━━━━━ Text extract ━━━━━

Ukraine Nature Conservation Society
- Formation: June 28, 1946; 80 years ago
- Headquarters: Kyiv, Ukraine
- President of the Board of the Pan-Ukrainian Council: Vasyl Shevchuk
- Website: www.ukrpryroda.org

= Ukraine Nature Conservation Society =

Non-governmental environmental organization

Ukraine Nature Conservation Society (Укрприрода – Українське товариство охорони природи) is a non-governmental environmental organization, foundation of which was one of precursors of the Khrushchev thaw during his time in Ukraine.

In 1967, following Ukrpryroda's advocacy arguments, the Ukrainian Government founded the State Nature Protection Committee that had a status of a central government agency. This took place three years before Nixon established the EPA in the US, six years before the European Commission created an Environmental and Consumer Protection Directorate and 21 years before Gorbachev established a similar Soviet-wide agency in Moscow. The State Nature Protection Committee was upgraded to the ministerial status in 1991.

Ukrpryroda promotes public awareness of recycling, environmental education and the love for nature at schools, in local communities and among local authorities. It has branches in all the regions and most of the regional districts/municipalities as well as in the special-status cities of Kyiv and Sevastopol.

━━━━━ Entries ━━━━━

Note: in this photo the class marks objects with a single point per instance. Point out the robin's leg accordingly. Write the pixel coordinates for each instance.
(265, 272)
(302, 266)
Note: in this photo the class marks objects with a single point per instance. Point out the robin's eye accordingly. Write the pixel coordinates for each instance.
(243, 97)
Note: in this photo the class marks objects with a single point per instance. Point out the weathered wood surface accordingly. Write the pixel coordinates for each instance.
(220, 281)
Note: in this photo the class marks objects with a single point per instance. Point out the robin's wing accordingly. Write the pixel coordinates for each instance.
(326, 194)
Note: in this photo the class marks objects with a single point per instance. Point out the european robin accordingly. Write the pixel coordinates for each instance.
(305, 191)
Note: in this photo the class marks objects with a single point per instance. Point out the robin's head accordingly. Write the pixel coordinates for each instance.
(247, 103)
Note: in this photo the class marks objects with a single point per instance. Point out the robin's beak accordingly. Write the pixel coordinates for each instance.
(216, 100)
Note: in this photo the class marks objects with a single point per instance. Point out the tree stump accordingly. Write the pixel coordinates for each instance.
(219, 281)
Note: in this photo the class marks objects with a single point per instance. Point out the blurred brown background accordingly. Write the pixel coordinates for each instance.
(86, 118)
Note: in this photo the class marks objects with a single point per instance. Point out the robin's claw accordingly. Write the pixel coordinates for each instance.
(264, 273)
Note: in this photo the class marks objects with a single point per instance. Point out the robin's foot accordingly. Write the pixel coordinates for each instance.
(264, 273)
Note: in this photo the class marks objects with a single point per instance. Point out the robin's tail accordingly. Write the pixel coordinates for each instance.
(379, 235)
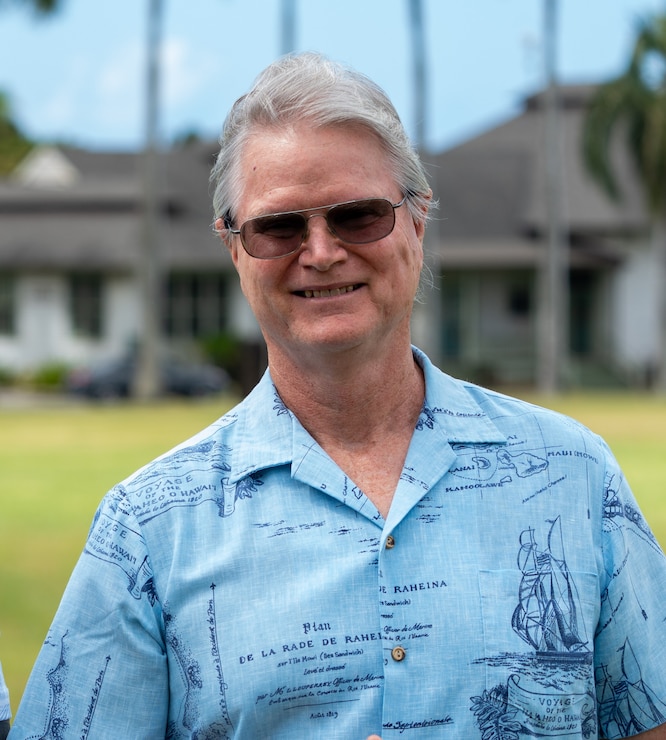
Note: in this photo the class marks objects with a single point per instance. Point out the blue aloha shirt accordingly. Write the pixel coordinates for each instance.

━━━━━
━━━━━ Entries ━━━━━

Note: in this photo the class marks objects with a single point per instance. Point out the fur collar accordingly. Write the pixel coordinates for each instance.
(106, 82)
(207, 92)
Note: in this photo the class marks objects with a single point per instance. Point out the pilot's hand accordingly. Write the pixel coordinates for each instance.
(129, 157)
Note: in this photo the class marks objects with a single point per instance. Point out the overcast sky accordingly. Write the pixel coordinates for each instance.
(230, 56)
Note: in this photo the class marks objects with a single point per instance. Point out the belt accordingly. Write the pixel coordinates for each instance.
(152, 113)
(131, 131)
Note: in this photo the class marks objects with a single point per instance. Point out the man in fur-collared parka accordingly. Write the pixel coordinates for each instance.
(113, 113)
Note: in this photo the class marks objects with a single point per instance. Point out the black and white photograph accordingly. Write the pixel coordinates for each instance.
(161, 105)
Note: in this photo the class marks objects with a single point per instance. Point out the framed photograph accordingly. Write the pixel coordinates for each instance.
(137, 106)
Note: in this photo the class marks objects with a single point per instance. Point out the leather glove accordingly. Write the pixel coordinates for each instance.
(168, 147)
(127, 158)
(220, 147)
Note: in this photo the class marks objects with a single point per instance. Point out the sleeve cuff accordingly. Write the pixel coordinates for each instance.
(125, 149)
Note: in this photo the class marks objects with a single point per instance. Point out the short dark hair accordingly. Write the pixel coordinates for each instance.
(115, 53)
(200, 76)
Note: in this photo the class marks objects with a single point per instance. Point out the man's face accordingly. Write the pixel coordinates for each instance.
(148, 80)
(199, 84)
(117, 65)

━━━━━

Set problem: Continue the article on the Ukraine Nature Conservation Society from the point where it ends.

Right answer:
== History ==
Ukraine Nature Conservation Society (Ukrpryroda) was founded on June 28, 1946 during an environmental disaster - a drought that triggered a famine. It has a fascinating history of struggle of the founders of the Ukrainian environmental movement. Nikita Khrushchev (then the Head of the Government of the Ukrainian SSR and the Communist Party) gave permission for establishment of Ukrpryroda in response to numerous appeals of Ukrainian scientists and conservationists, many of whom were academics. Up until the mid-1960s, Ukrpryroda was the only voice for environment in draft public policy decisions, working closely with the Planning Commission and other government bodies. At that time Ukrpryroda requested the introduction of a comprehensive ecological-economic approach to the planned economy and promoted the establishment of the Ministry of Environment within the Ukrainian Government.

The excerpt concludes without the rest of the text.